_Exercises to complete_:
1. Do these statements agree with the blog excerpt? (a) The rat's remains were found inside an open trunk. (b) Politicians came to the writer's door to canvass during the recent general election. (c) The foyer door was left off its hinges for close to two weeks. Answer yes or no for each and quote the deciding words.
2. In the blog excerpt, which figures does the writer ask "Where was" about? List all of them.

_Source document_:
· · · ·
One night, possibly late last summer when the foyer door was taken off its hinges and left yawning invitingly for close to two weeks, it appears it wandered in off the street and squeezed under the locked interior door. Its mummified remains discovered inside an open trunk only when one concierge grew so disgusted that he resorted to breaking and entering.
The irony is not lost on me.
Well. The smell gradually faded after the rat was dug out and disposed with. The windows, though. That's another story.
It is a well established fact that the roof of our building bristles with all manner of antennae and masts. From one mobile telecommunications industy to the next, the Ghetto Housing Authority milks huge annual profit from what goes over its tenants' heads. There is little doubt in my mind that those profits explain why this one building remains standing while all around is demolition; chaos; splinters and dust.
For years now I have idly wondered whether we all crackle radioactively from the unseen effects of sustained bombardment.
Those supplemented rents certainly explain why the GHA might be prompted to protect its investment. Raking it in year after year, spending next to nothing on the upkeep of core stock while projected demolition dates come and go.
And so, when they finally went ahead with the scheduled demolition of the building just adjacent to us, and all these people still living here, they had little option but to confront the unpalatable option of spending some of that cash.
"Let's give those radioactive little bastards some new windows," the minutes might have read. "Face facts. Too many fuckers are beginning to ask questions."
So. Where was Karen Silkwood while all of this subterfuge was going on ? who didn't blow the whistle when those cages came tumbling back down ?
Where was our local MP ? MSP ? City councillor ? That one man band prancing about on "Taggart" ?
As I mentioned previously when covering our recent flaccid general election, not one politician of any party or stripe appeared on our doorstep to canvas. Dance a little. Feign hard of hearing while cupping an ear. It is hard to pretend that a jutting twenty-three storey apartment does not exist, even should one chose to avert one's gaze.
A blight on the landscape. Inescapable.
· · · ·
_Supplied material_:
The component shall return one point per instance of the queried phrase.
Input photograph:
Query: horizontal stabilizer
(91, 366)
· · · ·
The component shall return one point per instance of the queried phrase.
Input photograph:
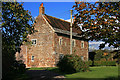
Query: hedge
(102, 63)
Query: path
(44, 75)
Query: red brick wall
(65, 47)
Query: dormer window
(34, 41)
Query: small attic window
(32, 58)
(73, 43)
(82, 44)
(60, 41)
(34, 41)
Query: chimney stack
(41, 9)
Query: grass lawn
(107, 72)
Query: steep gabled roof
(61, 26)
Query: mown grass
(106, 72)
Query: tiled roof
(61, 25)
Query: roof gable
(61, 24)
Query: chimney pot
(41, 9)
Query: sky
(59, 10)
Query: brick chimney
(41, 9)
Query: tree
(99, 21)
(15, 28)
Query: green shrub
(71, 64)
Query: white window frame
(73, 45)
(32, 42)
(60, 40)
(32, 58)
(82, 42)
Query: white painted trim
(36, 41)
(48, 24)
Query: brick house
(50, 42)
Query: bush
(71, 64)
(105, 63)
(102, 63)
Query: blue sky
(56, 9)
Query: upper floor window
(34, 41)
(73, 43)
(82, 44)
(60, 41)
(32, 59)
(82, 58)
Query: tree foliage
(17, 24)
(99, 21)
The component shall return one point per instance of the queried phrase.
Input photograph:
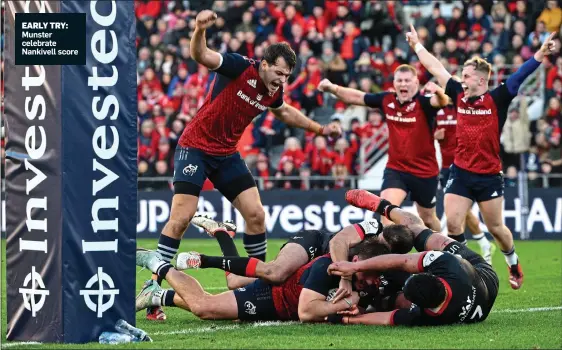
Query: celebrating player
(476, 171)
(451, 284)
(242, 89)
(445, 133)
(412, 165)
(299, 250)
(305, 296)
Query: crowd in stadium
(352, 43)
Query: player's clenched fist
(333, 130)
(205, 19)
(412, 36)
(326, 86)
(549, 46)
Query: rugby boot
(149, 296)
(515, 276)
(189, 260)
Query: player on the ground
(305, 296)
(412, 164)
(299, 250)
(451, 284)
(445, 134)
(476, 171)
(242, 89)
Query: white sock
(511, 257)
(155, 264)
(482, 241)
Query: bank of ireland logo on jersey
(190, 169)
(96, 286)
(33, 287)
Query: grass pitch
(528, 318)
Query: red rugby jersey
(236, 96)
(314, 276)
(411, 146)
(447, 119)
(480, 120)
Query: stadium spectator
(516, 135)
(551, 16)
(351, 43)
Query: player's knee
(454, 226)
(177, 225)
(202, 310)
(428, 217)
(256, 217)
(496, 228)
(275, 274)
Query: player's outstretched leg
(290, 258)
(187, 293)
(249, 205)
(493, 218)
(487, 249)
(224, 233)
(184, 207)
· · · ·
_Solutions by task_:
1.
(a) Yes: "Its mummified remains discovered inside an open trunk"
(b) No: "not one politician of any party or stripe appeared on our doorstep to canvas."
(c) Yes: "left yawning invitingly for close to two weeks"

2.
- Karen Silkwood
- our local MP
- MSP
- City councillor
- That one man band prancing about on "Taggart"